Job 1 –
In the travel account below, reproduce the part between "Up early the" and "South Pacific Ocean.", inclusive, swapping "ferry" for "boat".

Given passage –
□ □ □
Last Wednesday morning, we whisked Michelle from the Sydney airport and back to our place so she could freshen up after the long flight (well, the taxi whisked... we were just in it). We then headed into the City to 1) see the sights, and 2) keep Michelle awake until bedtime (we were just starting out at 8pm Sask time). On this sunny day, we walked through Hyde Park to the Botanic Gardens, which led to views of the Opera House and Harbour Bridge. On the way, Michelle got a special kick out of the bats that were hanging and squealing in the trees overhead. Scary. Also very noticeable were the large numbers of people running and exercising in the parks ... the conclusion: people in Sydney (other than at the World Youth Day office) don't work. And a tour of Sydney wouldn't have been complete without a stop at the Girodat sisters' favourite store - Lululemon.

Up early the next morning to go the the beach ... and a run to keep Michelle in good shape for her upcoming half-marathon. Then off on the ferry to Manly, northeast of Sydney, where we scanned Shelly Beach for ... yes, shells ... then got all caught up on news from Shaunavon on a long walk to the very tip of the coast. From here, we soaked in an incredible panoramic view of Sydney all the way over the South Pacific Ocean.

Friday, we flew to Cairns to expore the Great Barrier Reef. Besides views of green mountains surrounding it, Cairns itself wasn't much more than a collection of surf shops, hotels, restaurants and souvenir stores - all geared toward tourists. But the two days we spent out at the Great Barrier Reef and on Fitzroy Island made the trip, as well as the 30 degree weather.
□ □ □
[Entries from a pointing dataset]
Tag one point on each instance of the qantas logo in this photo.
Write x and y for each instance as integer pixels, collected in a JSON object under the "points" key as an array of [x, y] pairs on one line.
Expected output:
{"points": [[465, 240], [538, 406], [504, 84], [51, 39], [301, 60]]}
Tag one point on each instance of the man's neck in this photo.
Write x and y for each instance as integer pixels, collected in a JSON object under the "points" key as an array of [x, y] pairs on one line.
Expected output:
□ □ □
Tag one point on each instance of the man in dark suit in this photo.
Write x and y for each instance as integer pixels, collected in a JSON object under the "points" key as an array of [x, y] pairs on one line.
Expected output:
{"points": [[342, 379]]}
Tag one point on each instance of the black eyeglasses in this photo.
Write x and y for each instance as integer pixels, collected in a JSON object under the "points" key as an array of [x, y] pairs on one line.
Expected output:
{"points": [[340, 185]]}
□ □ □
Job 2 –
Report every line of the records above that contains the word "this", copying each line in full; case counts.

Complete answer 1 –
Up early the next morning to go the the beach ... and a run to keep Michelle in good shape for her upcoming half-marathon. Then off on the boat to Manly, northeast of Sydney, where we scanned Shelly Beach for ... yes, shells ... then got all caught up on news from Shaunavon on a long walk to the very tip of the coast. From here, we soaked in an incredible panoramic view of Sydney all the way over the South Pacific Ocean.

Complete answer 2 –
Tag one point on each instance of the qantas logo in this photo.
Tag one point on each instance of the man's neck in this photo.
Tag one point on each instance of the man in dark suit in this photo.
Tag one point on each instance of the black eyeglasses in this photo.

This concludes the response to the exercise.